[Required action]:
Please answer these questions from the text on major emergency planning below.
(a) Who said Ireland is ready to respond to a natural disaster?
(b) What would be set up once a major emergency has been declared?
(c) What do the triage cards indicate?

[Study text]:

━━━━━━━━

LAST WEEK DEFENCE Minister Alan Shatter said that Ireland is ready to respond to a natural disaster, despite the budgetary situation.
Shatter was mainly speaking about the capability of the defence forces and their resources but as the country’s hospitals come under increased pressure due to budget cuts, questions have been raised about their ability to deal with a large influx of patients.
In the event of a mass casualty incident, like a train derailment, a chemical incident or even a terrorist attack, the Major Emergency Plan would be implemented and all response agencies would have their own procedures to follow. Let’s take a look at how it would work.
At the scene
First responders, like the fire and ambulance service, would assess the scene and once a major emergency has been declared an ambulance loading point for casualties would be set up.
Emergency services would then sort through patients assessing their vital signs and designating triage cards to indicate how serious their injuries are.

━━━━━━━━

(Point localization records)
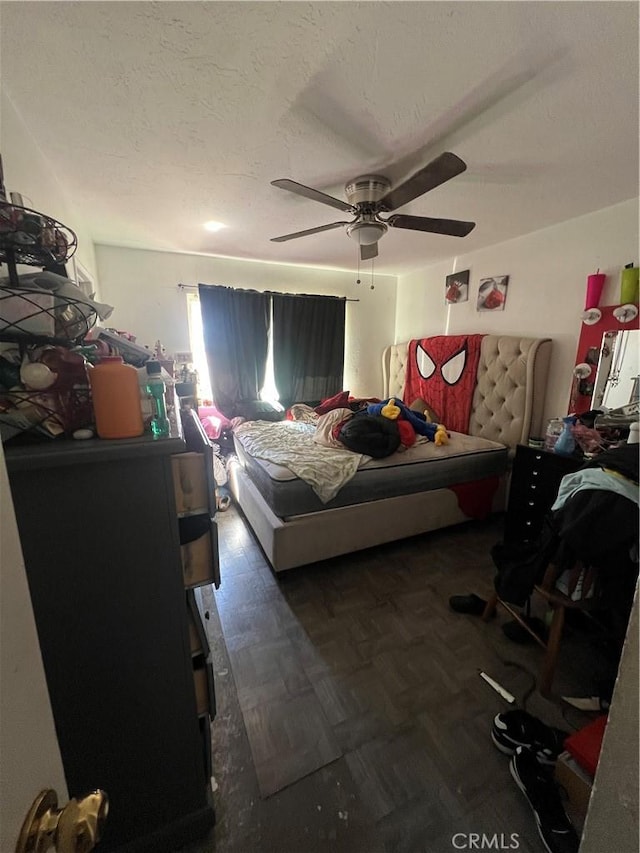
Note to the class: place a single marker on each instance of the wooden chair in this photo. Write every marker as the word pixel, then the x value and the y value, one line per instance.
pixel 581 583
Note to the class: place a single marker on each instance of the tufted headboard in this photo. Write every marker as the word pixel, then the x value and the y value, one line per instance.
pixel 508 399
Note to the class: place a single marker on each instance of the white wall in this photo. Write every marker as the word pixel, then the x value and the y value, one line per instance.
pixel 548 272
pixel 142 286
pixel 27 171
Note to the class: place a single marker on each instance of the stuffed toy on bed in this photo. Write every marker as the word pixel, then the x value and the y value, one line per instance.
pixel 396 410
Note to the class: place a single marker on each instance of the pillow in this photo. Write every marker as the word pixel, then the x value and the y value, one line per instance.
pixel 425 409
pixel 338 401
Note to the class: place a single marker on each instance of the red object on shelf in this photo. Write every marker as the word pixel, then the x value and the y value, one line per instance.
pixel 585 744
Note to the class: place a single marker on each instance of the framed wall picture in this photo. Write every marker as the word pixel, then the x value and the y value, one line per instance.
pixel 492 293
pixel 456 287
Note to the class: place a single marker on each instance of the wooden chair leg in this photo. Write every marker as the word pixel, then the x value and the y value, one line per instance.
pixel 490 608
pixel 548 667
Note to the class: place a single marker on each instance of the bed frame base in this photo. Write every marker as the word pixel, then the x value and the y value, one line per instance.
pixel 330 533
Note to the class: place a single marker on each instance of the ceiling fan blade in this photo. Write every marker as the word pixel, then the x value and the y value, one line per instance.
pixel 368 252
pixel 309 192
pixel 307 232
pixel 451 227
pixel 442 169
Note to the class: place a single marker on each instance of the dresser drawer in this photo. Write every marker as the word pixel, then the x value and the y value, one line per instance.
pixel 198 566
pixel 203 685
pixel 190 483
pixel 198 642
pixel 534 487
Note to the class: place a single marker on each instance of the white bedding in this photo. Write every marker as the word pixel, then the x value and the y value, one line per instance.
pixel 291 444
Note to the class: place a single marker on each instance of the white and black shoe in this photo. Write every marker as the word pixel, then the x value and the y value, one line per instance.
pixel 519 728
pixel 536 783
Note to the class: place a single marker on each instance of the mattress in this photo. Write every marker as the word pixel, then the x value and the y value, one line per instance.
pixel 420 468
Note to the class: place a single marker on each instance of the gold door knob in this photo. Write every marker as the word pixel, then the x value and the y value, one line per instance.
pixel 76 828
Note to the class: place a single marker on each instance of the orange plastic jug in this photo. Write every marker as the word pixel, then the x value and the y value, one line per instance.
pixel 116 399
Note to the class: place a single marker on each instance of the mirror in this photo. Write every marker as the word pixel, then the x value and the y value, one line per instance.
pixel 616 382
pixel 599 342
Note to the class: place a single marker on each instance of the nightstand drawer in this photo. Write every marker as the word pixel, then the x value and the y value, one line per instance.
pixel 198 559
pixel 190 483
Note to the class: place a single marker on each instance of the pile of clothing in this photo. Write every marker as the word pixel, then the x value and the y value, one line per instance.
pixel 375 428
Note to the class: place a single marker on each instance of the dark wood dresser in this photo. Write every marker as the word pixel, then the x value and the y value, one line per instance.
pixel 535 479
pixel 116 537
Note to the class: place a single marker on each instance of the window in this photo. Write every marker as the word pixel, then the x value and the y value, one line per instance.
pixel 197 347
pixel 269 392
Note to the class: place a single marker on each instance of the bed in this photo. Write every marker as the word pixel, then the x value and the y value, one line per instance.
pixel 422 489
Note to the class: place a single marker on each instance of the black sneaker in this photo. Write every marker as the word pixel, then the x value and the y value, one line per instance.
pixel 519 728
pixel 536 783
pixel 471 604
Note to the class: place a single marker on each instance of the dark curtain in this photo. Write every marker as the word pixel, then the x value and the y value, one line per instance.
pixel 308 346
pixel 235 325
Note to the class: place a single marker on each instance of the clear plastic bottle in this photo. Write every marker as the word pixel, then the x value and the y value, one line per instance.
pixel 156 388
pixel 116 399
pixel 554 430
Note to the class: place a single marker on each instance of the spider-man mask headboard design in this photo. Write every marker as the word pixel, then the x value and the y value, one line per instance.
pixel 443 371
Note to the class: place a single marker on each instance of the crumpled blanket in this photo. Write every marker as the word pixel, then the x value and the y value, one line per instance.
pixel 291 444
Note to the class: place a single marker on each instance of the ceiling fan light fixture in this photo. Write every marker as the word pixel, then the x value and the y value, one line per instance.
pixel 366 232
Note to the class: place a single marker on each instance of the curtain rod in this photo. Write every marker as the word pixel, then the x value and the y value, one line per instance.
pixel 195 287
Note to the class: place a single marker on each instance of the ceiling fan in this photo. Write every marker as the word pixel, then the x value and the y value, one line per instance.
pixel 368 196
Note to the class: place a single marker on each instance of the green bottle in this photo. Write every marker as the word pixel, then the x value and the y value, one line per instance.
pixel 156 388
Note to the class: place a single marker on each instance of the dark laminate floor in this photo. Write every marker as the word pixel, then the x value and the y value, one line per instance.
pixel 354 675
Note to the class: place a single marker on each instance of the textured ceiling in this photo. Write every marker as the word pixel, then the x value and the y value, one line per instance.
pixel 159 116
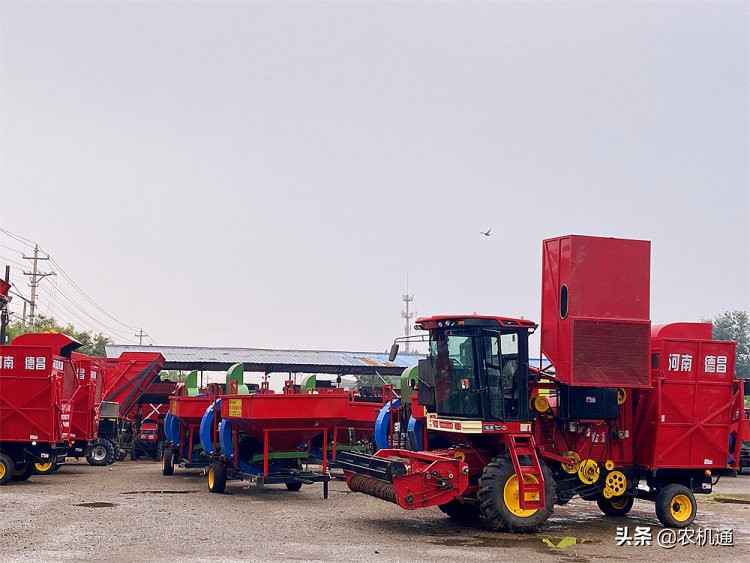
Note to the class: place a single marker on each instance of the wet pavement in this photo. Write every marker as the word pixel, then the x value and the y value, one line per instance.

━━━━━━━━

[Result for this exercise]:
(a) Defence Minister Alan Shatter
(b) An ambulance loading point for casualties
(c) How serious the patients' injuries are